◆ **PROVIDED PASSAGE**:
--*--
Skip to main content

Tokenization

Tokenization - Transforming Text for Neural Networks

Introduction

Before we can feed text into a neural network, we must first decide how to represent it in a format that the network can process. Neural networks expect input as a one-dimensional sequence of symbols, drawn from a finite set. In this chapter, we will explore how to convert raw text into a structured format using tokenization.

1. Understanding Text as a One-Dimensional Sequence

Text, although displayed in a two-dimensional format on screens (with lines and paragraphs), is inherently a one-dimensional sequence of characters. It flows from left to right and top to bottom in most written languages.
Computers internally represent text using encoding schemes such as UTF-8, which converts characters into binary sequences. Each character is stored as a sequence of bits (0s and 1s), and these bits form the fundamental building blocks of textual representation.

2. The Challenge of Efficient Text Representation

While we could represent text using raw bits (0s and 1s), this would lead to extremely long sequences, making it inefficient for neural networks to process. Instead, we seek a balance between the length of the sequence and the size of the vocabulary by grouping bits into larger units.
One common approach is to group 8 bits (1 byte) together, which allows us to represent 256 unique symbols (since 2⁸ = 256). Instead of dealing with raw bits, we can now think of text as a sequence of bytes, reducing the sequence length while increasing the symbol set size.
However, even at the byte level, sequences can still be long. To further optimize representation, we use a more advanced method: Byte Pair Encoding (BPE).

3. Byte Pair Encoding (BPE)

BPE is a compression-based tokenization algorithm that reduces sequence length by merging frequently occurring symbol pairs into new symbols. Here’s how it works:

  • Identify the most common pair of consecutive symbols (e.g., byte 116 followed by byte 32).
  • Create a new token (e.g., symbol ID 256) to represent this pair.
  • Replace all instances of the pair with the new token.
  • Repeat the process iteratively, creating new symbols and reducing sequence length.

Through this process, we form a vocabulary of tokens, where each token represents a common substring or word fragment. Modern language models such as GPT-4 use around 100,277 tokens in their vocabulary.
--*--
◆ **DATA**:

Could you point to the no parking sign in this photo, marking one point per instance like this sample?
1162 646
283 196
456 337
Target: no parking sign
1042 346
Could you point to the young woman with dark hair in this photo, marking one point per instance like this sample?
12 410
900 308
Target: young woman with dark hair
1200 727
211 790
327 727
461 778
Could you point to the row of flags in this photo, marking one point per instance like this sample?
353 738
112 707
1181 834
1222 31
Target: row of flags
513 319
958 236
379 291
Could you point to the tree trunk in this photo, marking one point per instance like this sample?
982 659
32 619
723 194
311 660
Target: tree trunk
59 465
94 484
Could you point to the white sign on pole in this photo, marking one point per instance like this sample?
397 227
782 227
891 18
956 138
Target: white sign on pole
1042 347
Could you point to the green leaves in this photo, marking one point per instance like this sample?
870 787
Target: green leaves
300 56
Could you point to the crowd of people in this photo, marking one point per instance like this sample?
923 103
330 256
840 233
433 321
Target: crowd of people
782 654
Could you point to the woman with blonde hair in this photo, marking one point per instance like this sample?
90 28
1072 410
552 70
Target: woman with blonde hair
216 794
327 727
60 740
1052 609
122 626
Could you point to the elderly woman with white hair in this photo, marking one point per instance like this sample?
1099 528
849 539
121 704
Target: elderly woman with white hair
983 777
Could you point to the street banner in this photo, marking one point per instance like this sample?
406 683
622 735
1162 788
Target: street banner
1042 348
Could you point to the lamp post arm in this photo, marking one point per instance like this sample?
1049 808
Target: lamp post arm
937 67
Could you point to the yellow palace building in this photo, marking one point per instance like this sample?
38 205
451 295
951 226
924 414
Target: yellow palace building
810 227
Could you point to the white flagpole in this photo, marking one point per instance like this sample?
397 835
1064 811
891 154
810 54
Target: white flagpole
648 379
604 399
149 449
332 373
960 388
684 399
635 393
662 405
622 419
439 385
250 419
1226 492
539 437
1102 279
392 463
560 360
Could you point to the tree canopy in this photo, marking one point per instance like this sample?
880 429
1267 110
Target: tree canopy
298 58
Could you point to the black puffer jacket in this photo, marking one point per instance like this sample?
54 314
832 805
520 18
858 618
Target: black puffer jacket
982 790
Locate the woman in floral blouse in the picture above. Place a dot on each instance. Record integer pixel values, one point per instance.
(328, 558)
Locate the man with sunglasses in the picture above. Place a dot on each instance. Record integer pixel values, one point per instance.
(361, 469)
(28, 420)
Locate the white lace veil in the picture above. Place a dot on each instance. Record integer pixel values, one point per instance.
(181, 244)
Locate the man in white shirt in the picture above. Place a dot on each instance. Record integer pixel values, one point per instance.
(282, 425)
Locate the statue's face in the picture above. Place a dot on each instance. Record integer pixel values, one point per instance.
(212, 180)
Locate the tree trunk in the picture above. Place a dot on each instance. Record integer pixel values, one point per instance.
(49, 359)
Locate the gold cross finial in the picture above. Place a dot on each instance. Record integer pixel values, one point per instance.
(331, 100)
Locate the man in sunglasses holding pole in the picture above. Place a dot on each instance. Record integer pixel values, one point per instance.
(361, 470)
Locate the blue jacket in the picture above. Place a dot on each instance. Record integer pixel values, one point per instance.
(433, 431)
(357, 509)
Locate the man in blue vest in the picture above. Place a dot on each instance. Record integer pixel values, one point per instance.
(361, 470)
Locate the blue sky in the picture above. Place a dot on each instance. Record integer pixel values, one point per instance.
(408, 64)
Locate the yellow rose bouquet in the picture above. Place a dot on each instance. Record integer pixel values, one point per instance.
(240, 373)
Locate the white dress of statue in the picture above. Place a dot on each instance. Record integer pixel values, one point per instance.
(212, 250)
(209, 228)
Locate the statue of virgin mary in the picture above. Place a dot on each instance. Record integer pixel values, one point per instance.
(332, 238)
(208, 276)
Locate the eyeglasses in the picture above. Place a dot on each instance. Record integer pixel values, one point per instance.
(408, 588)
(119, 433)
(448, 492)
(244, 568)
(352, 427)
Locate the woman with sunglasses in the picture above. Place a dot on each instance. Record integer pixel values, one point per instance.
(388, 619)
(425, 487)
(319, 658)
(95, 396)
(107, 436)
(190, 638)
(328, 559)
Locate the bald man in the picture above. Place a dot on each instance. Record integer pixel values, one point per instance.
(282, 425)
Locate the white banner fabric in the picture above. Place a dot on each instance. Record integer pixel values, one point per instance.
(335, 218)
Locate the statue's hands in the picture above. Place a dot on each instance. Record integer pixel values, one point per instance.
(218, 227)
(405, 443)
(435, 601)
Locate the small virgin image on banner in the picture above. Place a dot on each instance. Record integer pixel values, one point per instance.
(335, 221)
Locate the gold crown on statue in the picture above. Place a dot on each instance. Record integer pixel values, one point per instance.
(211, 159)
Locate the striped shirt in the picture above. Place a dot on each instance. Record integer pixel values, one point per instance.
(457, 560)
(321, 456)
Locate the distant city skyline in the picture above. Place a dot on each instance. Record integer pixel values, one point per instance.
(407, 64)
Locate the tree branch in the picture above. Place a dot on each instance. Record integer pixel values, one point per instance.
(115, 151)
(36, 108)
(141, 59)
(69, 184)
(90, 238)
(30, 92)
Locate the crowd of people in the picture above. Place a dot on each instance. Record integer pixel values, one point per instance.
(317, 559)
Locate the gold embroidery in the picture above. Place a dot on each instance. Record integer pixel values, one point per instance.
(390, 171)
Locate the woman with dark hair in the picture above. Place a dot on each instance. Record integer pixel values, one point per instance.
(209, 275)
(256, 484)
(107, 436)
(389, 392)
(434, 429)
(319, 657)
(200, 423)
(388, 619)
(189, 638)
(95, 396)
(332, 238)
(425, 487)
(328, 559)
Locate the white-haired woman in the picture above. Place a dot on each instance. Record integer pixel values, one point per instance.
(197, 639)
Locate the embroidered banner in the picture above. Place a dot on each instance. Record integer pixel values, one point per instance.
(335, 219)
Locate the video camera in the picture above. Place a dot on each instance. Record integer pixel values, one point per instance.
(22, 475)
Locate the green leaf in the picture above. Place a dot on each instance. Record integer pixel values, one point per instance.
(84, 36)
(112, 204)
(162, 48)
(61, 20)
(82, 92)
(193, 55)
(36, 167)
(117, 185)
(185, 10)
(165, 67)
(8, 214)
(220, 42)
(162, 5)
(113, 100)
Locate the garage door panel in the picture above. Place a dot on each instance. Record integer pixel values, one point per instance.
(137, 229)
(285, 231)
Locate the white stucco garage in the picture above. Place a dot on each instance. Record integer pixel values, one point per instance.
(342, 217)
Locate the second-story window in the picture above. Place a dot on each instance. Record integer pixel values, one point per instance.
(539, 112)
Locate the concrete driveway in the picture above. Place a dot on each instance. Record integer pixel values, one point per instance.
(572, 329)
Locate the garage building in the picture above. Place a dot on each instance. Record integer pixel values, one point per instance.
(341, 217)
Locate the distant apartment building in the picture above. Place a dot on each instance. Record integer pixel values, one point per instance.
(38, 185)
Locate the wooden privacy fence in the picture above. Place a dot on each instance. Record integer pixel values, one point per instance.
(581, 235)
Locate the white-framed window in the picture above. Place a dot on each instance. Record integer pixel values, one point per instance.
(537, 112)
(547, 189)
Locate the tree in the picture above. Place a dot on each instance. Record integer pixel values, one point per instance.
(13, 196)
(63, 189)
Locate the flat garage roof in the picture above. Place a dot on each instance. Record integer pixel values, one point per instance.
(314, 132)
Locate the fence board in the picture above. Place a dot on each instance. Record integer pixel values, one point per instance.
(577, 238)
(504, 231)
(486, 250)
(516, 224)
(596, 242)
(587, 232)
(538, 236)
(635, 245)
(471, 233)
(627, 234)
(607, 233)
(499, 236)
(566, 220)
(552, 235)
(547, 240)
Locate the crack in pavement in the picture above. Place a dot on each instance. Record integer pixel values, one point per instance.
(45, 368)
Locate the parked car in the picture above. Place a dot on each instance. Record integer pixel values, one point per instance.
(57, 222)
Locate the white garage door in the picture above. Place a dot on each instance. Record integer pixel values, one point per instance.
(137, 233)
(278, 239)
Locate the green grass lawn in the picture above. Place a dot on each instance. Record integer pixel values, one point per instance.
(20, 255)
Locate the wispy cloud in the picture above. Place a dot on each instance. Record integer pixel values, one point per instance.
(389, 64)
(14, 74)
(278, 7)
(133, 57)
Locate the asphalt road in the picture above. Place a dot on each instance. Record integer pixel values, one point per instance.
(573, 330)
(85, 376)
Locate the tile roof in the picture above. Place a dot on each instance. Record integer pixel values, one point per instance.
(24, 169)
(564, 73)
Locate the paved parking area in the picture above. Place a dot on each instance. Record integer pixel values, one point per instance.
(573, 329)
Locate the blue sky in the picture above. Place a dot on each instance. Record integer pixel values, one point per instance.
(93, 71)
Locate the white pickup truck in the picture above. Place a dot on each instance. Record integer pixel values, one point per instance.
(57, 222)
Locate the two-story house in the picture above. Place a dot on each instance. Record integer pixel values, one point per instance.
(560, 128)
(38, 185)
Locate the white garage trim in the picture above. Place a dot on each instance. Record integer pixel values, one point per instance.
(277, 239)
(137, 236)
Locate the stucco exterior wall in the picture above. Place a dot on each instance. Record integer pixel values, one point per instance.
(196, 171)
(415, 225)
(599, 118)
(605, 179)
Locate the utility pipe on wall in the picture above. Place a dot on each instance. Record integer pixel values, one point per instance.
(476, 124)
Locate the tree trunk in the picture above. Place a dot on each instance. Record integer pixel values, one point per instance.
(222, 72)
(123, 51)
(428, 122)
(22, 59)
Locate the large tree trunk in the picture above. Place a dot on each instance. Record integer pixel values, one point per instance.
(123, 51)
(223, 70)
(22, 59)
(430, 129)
--*--
◆ **PROBLEM A**:
For each statement, say whether it agrees with the tokenization passage. Answer yes or no, and quote the words of the passage that decide it.
(i) Grouping 8 bits together makes it possible to represent 256 unique symbols.
(ii) Byte Pair Encoding makes sequences longer in exchange for a smaller vocabulary.
(iii) Text is inherently a two-dimensional arrangement of characters.
◆ **PROBLEM B**:
Carry on the tokenization passage from its last sentence, keeping its formal explanatory style.

◆ **ANSWER BOX A**:
(i) Yes: "One common approach is to group 8 bits (1 byte) together, which allows us to represent 256 unique symbols (since 2⁸ = 256)."
(ii) No: "BPE is a compression-based tokenization algorithm that reduces sequence length by merging frequently occurring symbol pairs into new symbols."
(iii) No: "Text, although displayed in a two-dimensional format on screens (with lines and paragraphs), is inherently a one-dimensional sequence of characters."

◆ **ANSWER BOX B**:
4. Tokenization in Practice

The process of converting text into tokens is known as tokenization. It maps raw text to token IDs, which neural networks can process. For example:
Input: Hello world
Tokenized Output:

  • Hello → Token ID: 15339

  • world → Token ID: 11917

Notice that spaces also affect tokenization. For instance, Hello world (with two spaces) results in a different tokenization pattern.
Case Sensitivity in Tokenization
Tokenization is case-sensitive.

  • hello world may tokenize differently than Hello World.
  • Capitalization changes the tokenization pattern, affecting model input.
5. Exploring Tokenization with Online Tools

To visualize how tokenization works, you can use interactive tools such as https://tiktokenizer.vercel.app/ . This tool allows you to:

  • Input text and see how it gets tokenized.
  • Observe how different spacing and capitalization affect tokenization.
  • Understand the mapping between text and token IDs.

To try this, select the CL100A Base tokenizer (used by GPT-4) and input various text samples to explore their tokenized forms.

6. Why Tokenization Matters

Tokenization is a crucial step in language models because:

  • It reduces sequence length, improving efficiency.
  • It balances vocabulary size and sequence length for optimal performance.
  • It enables neural networks to understand text in a structured manner.

Through methods like BPE, state-of-the-art language models can effectively process vast amounts of text while maintaining accuracy and efficiency.